Hace tan solo unos meses le pregunté al alumno más aventajado de mi clase de Segundo de Bachillerato si sabía quién era Miguel Ángel Blanco. Es un chico listo y esmerado. Tiene 18 años recién cumplidos. Ya ha despertado en él la llama del pensamiento crítico. Se indigna con las desigualdades de la sociedad que lo rodea y se asoma a la actualidad política con ganas de opinar. Pero la pregunta le pilla descolocado. Durante unos segundos titubea. No está seguro. Le suena el nombre. El resto de la clase, acostumbrada a sus respuestas satisfactorias, se inquieta. Nace un rumor. «¿Miguel Ángel Blanco? No tengo ni idea». La clase adquiere un ambiente de júbilo. «Si no lo sabe él, imagínate el resto». He ahí, ante mí, el cáncer de nuestro tiempo.

Esta es la España que va quedando. De esa clase de un instituto cualquiera al cartel de HBO, colgado con bombo y platillo en la Gran Vía de Madrid, hay un estrecho hilo. Una causa y un efecto. Una malicia calculada. La mujer que abraza a su marido con un tiro en la nuca rebajada al mismo nivel que unos policías que se mofan del etarra torturado. Victimas y verdugos salvados por la historia. Igualados en la infamia ¿Acaso no conocen cómo acabará todo? Ya está sucediendo. El relato de que no hay ni buenos ni malos. De que en todos lados hubo dolor y pena. Que la violencia no entiende de bandos. El dolor de una viuda y el dolor de una madre cuyo hijo ha elegido la vía de las armas. Un conflicto demasiado difícil para entenderlo. La falsedad de pasar página y borrar los últimos años para superar el trauma. Y de esta forma se aclimata una sociedad que esconde su pasado.

[Fragmentos de un conjunto de datos]
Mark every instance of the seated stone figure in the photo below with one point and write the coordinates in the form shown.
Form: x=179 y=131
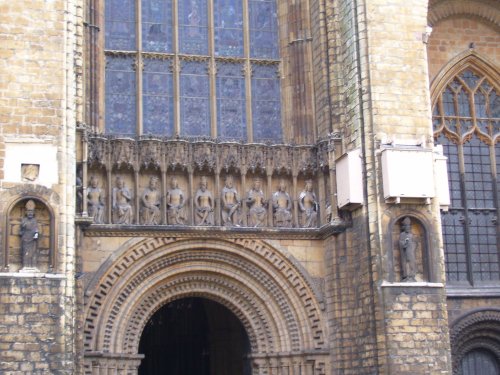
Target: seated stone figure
x=175 y=204
x=150 y=203
x=122 y=210
x=282 y=207
x=257 y=204
x=230 y=204
x=204 y=204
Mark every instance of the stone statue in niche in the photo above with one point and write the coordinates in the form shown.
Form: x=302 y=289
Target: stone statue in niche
x=204 y=204
x=95 y=201
x=308 y=205
x=122 y=210
x=175 y=204
x=150 y=203
x=30 y=172
x=79 y=190
x=328 y=212
x=282 y=207
x=257 y=204
x=29 y=237
x=230 y=202
x=407 y=247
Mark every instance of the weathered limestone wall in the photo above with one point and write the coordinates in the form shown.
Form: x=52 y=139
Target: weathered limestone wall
x=453 y=36
x=385 y=93
x=309 y=253
x=40 y=86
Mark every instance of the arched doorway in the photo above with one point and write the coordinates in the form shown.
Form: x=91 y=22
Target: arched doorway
x=194 y=336
x=272 y=297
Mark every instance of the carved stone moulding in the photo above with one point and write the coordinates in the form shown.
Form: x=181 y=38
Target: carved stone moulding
x=124 y=152
x=178 y=154
x=150 y=153
x=204 y=155
x=209 y=155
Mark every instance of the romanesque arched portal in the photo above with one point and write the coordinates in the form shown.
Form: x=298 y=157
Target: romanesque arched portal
x=272 y=296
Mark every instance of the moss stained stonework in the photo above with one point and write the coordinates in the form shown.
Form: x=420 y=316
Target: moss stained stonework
x=322 y=300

> _Consigna 1_:
Responde estas preguntas con datos del texto sobre Miguel Ángel Blanco:
(a) ¿Cuántos años tiene el alumno al que se le pregunta quién era Miguel Ángel Blanco?
(b) ¿En qué calle de Madrid está colgado el cartel de HBO?
(c) ¿Con quiénes se pone al mismo nivel a la mujer que abraza a su marido con un tiro en la nuca?
> _Consigna 2_: Continúa el texto sobre Miguel Ángel Blanco a partir de su última oración.

> _Respuesta escrita 1_:
(a) Tiene 18 años recién cumplidos.
(b) En la Gran Vía.
(c) Con unos policías que se mofan del etarra torturado.

> _Respuesta escrita 2_:
Pero lo cierto es que sí hubo buenos y sí hubo malos. Hubo tiros en la nuca, bombas que arrasaron la vida de hombres y mujeres, de niños. Hubo persecución y escarnio. Humillación y soledad. Me gustaría explicarle a mi alumno lo que fue ETA. Lo que significaba despertarse cada mañana con las noticias en la radio anunciando un nuevo atentado, con la única premisa de que los muertos fuesen españoles y no participasen del juego independentista. Querría decirle a mi alumno que la historia no es blanco o negro, por supuesto, pero que no se deje embaucar por los que pretenden blanquear lo sucedido emborronando de gris la verdad de aquellos días. Que nuestro país se arrastra a un mercadeo indigno cada vez que debe pactar unos presupuestos o una prórroga del Estado de Alarma, de la mano de aquellos diputados de Bildu a los que se les prometen reformas laborales, porque siguen sin condenar la violencia y justifican, de una u otra manera, los casi mil muertos de una manera que dejaría a Maquiavelo como un principiante. Eso también es memoria histórica.

Y por supuesto que existió la tortura. Y el terrorismo de Estado. Y España, como un país democrático que es, lo persiguió. Y se derrotó a ETA gracias a la acción de la Policía, a la ley de partidos que permitió la ilegalización de Batasuna y a que la sociedad vasca (siempre esa mítica sociedad vasca, la más europea y moderna de las que hay en España) se cansó de mirar para otro lado y empezó a dejar de esconder sus miserias y sacarlas a la luz.

Ustedes podrán decirme que es solamente un cartel. Que este no tiene por qué responder al sentir general y ni siquiera al libro que dice versionar. Pero el cartel es solo el síntoma de la enfermedad, no es el problema en sí.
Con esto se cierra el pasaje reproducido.